BEGIN EXTRACTED INFORMATION
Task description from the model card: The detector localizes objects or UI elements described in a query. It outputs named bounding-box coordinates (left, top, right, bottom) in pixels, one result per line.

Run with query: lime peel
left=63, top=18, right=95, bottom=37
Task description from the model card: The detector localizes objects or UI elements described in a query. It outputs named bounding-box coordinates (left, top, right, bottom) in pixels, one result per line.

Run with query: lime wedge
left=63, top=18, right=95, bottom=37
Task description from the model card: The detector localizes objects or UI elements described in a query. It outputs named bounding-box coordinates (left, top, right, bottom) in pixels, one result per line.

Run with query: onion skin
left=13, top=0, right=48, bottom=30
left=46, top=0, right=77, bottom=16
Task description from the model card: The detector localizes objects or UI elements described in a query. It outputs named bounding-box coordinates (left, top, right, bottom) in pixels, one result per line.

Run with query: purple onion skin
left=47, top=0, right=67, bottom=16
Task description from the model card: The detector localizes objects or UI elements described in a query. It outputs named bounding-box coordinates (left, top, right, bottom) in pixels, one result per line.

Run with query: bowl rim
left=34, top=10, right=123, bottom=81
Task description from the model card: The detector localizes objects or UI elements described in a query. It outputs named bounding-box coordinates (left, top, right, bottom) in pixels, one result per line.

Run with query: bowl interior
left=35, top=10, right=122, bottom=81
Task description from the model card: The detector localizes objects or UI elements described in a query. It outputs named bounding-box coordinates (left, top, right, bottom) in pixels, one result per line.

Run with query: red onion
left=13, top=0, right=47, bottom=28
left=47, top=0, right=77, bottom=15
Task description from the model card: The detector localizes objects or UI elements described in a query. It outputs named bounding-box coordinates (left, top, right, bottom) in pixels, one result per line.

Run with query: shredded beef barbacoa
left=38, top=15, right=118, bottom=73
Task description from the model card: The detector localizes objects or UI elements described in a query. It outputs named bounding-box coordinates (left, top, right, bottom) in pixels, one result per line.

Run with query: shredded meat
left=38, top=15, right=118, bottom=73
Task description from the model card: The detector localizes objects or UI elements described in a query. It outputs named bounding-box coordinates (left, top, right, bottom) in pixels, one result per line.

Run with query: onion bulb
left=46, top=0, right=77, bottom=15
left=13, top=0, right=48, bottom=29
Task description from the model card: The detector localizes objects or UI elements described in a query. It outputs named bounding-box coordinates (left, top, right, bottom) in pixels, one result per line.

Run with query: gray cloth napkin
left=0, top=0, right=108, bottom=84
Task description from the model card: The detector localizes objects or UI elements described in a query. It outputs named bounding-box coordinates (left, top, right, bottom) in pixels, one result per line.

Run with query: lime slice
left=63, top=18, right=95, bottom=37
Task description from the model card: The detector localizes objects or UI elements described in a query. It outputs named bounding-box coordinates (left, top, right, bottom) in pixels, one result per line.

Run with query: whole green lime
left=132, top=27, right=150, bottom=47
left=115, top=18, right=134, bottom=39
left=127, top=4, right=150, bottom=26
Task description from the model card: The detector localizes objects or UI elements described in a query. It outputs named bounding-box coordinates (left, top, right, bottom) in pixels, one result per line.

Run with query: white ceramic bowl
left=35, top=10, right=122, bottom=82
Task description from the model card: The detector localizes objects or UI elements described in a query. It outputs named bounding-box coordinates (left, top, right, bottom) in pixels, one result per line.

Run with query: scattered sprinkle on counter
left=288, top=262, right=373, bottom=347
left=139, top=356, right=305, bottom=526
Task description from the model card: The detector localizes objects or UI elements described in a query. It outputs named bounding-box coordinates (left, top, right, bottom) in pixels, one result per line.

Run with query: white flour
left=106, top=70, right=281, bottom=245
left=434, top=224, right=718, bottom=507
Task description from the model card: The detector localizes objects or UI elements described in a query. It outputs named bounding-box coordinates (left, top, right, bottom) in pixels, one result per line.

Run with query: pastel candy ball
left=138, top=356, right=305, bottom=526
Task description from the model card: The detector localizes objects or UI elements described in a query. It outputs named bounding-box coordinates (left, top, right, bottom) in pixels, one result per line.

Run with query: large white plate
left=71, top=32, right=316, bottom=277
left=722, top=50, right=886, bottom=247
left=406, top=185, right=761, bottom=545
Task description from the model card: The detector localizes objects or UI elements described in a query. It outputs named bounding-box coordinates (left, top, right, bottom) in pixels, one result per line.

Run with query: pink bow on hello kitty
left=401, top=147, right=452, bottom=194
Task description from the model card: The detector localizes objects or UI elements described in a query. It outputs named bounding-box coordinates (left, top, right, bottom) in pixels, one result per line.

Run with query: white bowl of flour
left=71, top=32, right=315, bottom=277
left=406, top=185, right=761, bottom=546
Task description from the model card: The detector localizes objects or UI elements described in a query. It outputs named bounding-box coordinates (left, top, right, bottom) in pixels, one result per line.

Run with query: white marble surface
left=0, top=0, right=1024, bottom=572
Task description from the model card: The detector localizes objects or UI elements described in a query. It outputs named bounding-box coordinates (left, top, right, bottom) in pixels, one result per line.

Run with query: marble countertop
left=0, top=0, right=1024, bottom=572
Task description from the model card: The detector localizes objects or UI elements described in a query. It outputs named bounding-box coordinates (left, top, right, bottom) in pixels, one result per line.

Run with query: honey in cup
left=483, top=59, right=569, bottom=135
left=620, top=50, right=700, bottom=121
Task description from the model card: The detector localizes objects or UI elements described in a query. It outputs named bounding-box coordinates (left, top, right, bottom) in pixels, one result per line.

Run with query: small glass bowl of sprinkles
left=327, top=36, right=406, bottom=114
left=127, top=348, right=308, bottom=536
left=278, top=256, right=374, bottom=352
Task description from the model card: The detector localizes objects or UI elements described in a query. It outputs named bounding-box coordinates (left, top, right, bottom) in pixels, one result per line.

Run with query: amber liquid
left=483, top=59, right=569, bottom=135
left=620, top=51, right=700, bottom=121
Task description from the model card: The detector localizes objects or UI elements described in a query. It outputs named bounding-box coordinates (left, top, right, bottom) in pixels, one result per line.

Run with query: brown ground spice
END EXTRACTED INFORMATION
** SHORT EXERCISE **
Find each line in the data above that contains the string "flour", and copy those lines out. Case counts.

** RESULT **
Run with query: white flour
Run with query: white bowl of flour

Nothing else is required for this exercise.